## Records drawn from a dataset
----------------
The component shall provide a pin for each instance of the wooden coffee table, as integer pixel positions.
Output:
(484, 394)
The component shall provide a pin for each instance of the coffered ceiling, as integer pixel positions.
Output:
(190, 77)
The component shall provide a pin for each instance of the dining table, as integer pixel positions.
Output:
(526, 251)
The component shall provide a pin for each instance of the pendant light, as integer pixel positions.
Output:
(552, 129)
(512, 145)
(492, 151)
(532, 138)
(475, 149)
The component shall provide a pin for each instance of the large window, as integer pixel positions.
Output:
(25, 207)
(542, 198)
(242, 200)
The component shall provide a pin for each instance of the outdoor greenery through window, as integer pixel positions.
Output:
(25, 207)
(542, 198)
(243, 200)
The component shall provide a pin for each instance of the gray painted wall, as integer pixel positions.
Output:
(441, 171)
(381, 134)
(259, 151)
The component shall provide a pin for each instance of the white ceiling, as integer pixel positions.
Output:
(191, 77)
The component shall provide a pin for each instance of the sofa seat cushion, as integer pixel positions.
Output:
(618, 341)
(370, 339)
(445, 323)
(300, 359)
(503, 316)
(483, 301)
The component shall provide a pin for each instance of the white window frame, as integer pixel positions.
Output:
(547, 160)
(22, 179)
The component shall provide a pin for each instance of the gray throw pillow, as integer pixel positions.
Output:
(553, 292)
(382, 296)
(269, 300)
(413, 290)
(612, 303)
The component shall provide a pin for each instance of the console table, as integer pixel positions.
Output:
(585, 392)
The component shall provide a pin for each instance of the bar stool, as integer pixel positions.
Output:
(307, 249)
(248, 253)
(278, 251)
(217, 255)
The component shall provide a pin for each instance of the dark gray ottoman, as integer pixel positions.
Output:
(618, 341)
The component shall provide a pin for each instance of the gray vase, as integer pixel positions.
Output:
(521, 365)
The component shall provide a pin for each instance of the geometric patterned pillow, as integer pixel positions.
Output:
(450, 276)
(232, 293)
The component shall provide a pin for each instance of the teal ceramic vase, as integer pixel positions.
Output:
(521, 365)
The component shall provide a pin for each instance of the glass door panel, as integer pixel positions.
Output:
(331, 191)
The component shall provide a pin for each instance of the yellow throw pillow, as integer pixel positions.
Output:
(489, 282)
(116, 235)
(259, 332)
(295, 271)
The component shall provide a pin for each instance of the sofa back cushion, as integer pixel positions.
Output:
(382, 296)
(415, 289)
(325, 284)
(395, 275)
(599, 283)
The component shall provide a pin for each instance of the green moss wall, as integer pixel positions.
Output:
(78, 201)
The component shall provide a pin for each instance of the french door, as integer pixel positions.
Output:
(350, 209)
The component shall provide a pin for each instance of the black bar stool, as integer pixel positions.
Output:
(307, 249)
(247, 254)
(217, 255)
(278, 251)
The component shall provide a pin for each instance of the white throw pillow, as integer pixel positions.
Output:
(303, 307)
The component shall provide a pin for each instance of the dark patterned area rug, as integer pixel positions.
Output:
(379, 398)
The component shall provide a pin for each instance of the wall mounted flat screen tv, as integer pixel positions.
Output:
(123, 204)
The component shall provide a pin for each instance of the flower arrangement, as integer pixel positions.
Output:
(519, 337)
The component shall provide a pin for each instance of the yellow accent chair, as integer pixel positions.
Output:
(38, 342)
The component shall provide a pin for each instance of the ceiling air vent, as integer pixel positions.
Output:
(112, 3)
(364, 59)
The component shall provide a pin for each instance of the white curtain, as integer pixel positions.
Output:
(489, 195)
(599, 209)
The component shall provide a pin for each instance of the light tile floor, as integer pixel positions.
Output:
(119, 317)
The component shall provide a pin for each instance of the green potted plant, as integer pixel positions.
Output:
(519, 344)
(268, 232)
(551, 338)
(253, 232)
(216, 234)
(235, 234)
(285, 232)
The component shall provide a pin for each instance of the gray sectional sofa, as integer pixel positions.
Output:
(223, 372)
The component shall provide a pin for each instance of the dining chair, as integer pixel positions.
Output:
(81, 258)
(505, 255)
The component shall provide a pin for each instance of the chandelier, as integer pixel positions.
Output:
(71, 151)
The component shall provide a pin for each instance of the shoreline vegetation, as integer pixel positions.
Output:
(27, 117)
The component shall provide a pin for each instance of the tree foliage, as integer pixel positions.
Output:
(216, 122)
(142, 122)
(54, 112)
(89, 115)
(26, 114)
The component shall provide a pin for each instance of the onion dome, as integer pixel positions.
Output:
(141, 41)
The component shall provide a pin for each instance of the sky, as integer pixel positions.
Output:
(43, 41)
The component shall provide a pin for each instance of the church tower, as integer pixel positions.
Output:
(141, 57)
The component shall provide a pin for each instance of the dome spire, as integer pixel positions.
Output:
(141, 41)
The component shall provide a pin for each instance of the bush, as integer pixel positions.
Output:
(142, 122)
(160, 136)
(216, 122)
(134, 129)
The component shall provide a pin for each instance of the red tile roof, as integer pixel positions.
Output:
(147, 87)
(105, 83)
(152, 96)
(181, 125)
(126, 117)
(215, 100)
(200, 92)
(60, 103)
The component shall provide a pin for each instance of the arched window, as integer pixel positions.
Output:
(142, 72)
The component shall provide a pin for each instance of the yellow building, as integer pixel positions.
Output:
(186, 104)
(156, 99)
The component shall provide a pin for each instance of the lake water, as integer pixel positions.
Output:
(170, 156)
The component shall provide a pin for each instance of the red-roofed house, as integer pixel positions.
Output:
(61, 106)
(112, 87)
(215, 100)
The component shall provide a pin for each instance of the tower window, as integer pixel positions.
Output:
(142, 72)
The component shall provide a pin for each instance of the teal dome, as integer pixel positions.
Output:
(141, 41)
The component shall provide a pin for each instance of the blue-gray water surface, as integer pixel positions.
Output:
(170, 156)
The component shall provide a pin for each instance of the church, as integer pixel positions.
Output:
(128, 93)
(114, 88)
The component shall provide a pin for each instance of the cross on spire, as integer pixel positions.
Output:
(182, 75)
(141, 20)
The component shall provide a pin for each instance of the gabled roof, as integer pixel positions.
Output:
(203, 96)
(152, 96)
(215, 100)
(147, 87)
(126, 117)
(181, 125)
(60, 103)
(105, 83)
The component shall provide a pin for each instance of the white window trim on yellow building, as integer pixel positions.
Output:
----------------
## EXERCISE REQUIREMENTS
The lines above that hold the string "white" are to be located and copied.

## ANSWER TO THIS PROBLEM
The component shall provide a pin for each instance of the white ceiling, as integer pixel positions.
The component shall provide a pin for each instance of the white window frame, as integer pixel positions.
The component shall provide a pin for each instance of the white throw pillow, as integer pixel positions.
The component shall provide a pin for each instance of the white curtain, as integer pixel positions.
The component shall provide a pin for each instance of the white window trim on yellow building, as integer pixel positions.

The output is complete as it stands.